■ Your goal:
Leave out every picture, and output exactly the lines from the line containing "Can you find the swan?" through the last line of the data.

■ Given records:
++++++

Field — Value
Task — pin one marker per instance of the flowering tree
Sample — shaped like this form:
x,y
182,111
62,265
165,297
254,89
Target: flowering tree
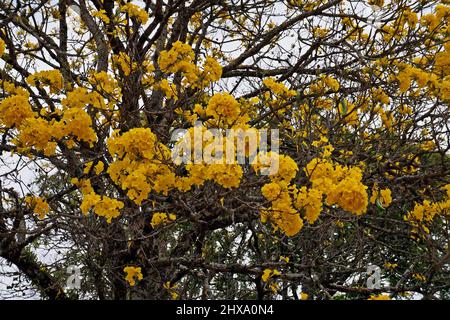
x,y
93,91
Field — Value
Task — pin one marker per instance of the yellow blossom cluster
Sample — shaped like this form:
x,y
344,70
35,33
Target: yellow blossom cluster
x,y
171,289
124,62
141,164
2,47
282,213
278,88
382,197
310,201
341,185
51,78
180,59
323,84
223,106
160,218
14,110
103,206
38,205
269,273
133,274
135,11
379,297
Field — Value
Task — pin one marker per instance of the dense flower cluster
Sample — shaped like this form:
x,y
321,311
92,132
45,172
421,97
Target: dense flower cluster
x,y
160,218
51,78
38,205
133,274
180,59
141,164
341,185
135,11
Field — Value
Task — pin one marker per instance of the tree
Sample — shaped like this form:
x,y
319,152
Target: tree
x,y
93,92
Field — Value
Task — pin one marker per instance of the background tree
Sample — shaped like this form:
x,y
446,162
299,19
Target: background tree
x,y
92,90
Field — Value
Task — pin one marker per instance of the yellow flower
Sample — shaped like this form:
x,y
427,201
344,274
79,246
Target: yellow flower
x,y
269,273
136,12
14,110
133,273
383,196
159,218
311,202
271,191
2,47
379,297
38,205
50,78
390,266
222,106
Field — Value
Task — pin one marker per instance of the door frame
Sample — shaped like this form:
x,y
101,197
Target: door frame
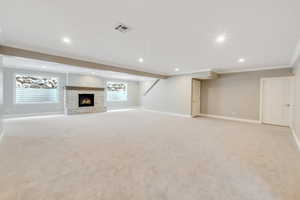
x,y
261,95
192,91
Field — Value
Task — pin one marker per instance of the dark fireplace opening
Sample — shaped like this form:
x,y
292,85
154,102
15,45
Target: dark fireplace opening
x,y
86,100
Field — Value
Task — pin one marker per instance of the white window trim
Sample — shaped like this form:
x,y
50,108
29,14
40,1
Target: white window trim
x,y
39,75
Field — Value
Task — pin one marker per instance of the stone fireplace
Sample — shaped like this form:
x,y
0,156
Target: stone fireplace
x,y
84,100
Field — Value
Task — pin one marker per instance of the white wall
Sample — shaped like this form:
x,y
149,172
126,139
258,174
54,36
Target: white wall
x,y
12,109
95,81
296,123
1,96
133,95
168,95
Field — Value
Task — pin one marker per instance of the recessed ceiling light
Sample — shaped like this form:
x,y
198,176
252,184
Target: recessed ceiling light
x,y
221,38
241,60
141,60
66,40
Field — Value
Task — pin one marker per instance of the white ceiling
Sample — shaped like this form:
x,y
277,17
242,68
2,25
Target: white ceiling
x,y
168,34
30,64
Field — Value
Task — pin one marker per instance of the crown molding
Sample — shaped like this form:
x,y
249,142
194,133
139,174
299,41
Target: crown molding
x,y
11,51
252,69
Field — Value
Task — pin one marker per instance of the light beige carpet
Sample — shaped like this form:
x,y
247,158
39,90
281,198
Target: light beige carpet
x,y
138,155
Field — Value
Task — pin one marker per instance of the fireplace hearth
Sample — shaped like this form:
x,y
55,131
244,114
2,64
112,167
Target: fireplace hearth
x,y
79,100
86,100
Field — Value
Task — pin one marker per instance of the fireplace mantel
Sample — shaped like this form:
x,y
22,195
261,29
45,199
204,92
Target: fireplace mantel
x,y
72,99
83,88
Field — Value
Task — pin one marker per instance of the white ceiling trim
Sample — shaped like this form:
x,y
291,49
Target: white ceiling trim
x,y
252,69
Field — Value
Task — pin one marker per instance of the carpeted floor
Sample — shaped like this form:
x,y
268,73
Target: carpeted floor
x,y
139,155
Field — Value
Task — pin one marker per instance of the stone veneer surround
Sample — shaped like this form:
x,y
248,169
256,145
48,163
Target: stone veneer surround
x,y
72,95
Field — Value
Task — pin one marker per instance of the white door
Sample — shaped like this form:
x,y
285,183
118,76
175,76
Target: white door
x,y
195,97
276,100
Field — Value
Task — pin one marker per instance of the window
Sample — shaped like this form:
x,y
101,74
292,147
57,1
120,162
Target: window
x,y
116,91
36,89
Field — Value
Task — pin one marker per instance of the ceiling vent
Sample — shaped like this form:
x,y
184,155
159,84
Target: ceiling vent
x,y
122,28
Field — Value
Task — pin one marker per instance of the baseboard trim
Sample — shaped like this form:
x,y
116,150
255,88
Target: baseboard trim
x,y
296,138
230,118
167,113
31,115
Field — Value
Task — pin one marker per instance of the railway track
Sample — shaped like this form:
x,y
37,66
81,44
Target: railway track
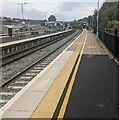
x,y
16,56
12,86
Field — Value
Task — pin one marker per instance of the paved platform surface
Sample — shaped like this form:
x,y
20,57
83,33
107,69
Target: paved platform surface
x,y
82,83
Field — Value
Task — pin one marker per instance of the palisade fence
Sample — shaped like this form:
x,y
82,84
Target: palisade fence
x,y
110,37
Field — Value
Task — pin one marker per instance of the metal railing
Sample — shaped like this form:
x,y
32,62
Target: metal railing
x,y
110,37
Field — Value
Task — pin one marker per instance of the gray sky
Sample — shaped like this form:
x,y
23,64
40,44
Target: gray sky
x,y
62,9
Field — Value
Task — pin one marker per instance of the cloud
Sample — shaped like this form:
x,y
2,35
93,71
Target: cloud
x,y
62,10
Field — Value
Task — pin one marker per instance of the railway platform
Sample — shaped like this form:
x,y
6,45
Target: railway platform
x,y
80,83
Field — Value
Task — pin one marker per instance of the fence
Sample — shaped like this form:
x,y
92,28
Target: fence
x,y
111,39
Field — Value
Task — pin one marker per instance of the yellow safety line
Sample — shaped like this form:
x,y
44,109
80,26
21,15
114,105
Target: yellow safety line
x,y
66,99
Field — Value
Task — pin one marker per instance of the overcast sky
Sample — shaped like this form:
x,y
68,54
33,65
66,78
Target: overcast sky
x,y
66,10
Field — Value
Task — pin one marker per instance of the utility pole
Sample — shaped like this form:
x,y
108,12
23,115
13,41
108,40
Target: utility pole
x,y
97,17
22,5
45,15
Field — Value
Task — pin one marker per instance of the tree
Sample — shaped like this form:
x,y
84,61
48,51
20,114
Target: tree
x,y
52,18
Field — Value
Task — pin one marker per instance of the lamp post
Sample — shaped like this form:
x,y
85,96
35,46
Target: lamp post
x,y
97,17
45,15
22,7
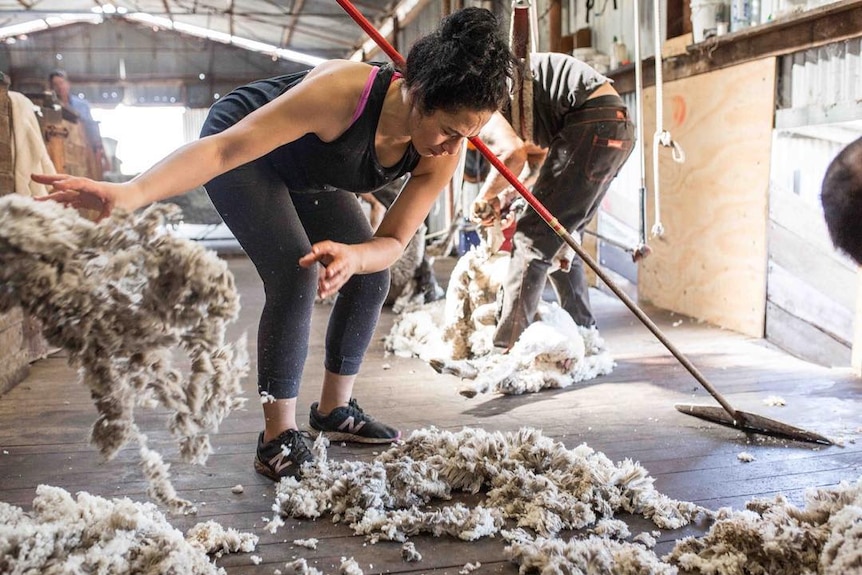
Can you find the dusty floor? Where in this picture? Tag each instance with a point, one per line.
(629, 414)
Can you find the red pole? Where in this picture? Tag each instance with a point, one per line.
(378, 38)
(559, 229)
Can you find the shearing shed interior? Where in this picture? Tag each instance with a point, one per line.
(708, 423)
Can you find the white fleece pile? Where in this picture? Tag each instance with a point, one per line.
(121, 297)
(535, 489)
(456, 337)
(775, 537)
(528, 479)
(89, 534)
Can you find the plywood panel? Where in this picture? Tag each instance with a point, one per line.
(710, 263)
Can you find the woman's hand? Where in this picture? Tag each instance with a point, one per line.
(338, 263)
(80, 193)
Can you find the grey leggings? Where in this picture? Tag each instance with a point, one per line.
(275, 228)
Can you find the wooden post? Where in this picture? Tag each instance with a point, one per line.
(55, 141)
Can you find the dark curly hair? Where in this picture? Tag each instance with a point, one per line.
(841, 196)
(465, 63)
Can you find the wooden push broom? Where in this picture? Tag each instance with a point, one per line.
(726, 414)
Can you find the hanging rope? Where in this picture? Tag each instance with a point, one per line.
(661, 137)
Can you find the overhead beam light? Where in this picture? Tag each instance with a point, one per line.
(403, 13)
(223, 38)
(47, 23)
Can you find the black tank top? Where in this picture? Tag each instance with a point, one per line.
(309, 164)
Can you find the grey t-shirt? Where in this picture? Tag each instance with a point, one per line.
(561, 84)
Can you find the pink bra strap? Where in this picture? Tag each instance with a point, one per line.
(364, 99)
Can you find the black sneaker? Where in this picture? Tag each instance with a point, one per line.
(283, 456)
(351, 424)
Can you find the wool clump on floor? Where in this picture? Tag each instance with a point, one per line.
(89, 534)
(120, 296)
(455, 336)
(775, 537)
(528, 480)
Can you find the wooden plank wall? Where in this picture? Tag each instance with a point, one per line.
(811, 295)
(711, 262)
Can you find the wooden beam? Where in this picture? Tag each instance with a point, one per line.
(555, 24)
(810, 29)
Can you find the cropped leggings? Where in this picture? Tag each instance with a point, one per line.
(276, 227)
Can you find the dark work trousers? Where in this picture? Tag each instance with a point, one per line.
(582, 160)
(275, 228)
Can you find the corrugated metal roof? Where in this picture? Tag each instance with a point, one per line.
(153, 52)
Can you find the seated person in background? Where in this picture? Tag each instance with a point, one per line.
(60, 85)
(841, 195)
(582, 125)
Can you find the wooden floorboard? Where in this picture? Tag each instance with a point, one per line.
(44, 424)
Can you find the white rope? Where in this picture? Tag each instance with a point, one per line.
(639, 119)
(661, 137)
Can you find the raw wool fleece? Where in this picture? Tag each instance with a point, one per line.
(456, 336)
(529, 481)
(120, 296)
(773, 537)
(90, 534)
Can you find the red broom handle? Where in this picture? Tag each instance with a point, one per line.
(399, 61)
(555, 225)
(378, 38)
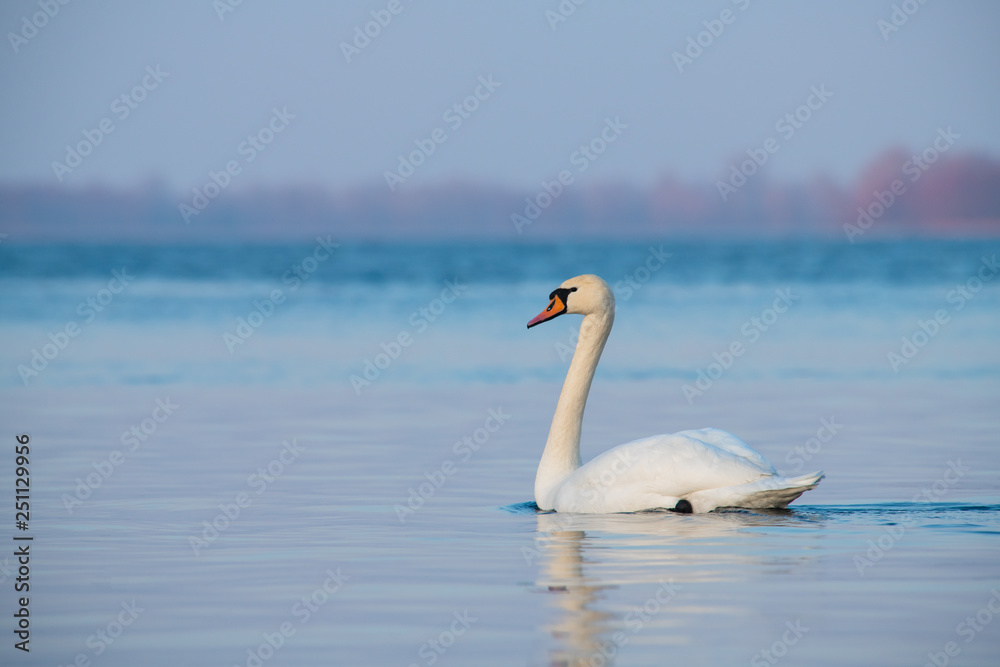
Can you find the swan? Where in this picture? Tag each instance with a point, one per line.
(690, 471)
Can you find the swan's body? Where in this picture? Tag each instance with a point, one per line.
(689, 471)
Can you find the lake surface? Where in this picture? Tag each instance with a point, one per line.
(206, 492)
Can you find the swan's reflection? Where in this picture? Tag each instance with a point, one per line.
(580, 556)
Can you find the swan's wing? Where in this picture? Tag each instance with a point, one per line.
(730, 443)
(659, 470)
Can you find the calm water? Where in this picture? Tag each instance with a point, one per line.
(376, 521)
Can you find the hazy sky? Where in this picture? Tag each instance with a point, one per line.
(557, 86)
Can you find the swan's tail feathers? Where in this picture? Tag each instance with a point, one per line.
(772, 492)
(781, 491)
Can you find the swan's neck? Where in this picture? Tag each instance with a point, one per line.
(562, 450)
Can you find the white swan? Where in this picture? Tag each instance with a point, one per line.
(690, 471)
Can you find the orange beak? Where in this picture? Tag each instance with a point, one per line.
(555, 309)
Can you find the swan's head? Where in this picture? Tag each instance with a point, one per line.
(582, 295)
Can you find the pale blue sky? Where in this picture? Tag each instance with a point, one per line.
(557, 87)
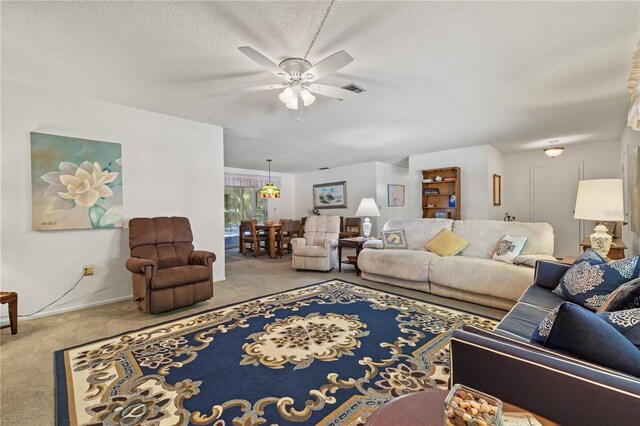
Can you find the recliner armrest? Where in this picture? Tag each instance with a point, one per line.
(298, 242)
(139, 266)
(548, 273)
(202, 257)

++++++

■ Solution to this problem:
Can you find the swan? Where in this picture? Tag each instance with a point, one per line.
(690, 471)
Can you find the swan's body? Where in this picture? Tag each instance with a point, one per line.
(689, 471)
Can you find the lake surface? Where in this picture? Tag each instance with a point, one per line.
(206, 492)
Can you find the swan's reflection? Where in this picture? Tag each instance with a point, one per line.
(580, 556)
Can you find the swan's wing? Where in this picture? Tag each instance with a point, one per line.
(730, 443)
(659, 470)
Can you find the calm water? Where in this picture? Tag each instance with a point, one per line.
(376, 521)
Can you find the hazy sky? Where in this picture? Tag each instance with a point, one per line.
(557, 86)
Can you find the swan's tail feathers? Where in this picture? Tag each instance with a point, one per line.
(772, 492)
(781, 491)
Can you find the swan's neck? Where in this picture? Tag each instance with a point, one per line.
(562, 450)
Can you find the white swan? Where in this picture? Tag each instance with a point, one per line.
(690, 471)
Can you find the orange beak? Where in this picture? Tag each instance with a point, one per line.
(555, 309)
Can you find the swan's head? Where in this picture? Tag each instance with a point, one per line.
(582, 295)
Can you find the pale blue sky? Where in this picture? Tag each instance with a point, one per line.
(557, 87)
Can you find the recliner armrest? Where in this picture? Tag each instance with a point, one per line.
(298, 242)
(139, 266)
(548, 273)
(202, 257)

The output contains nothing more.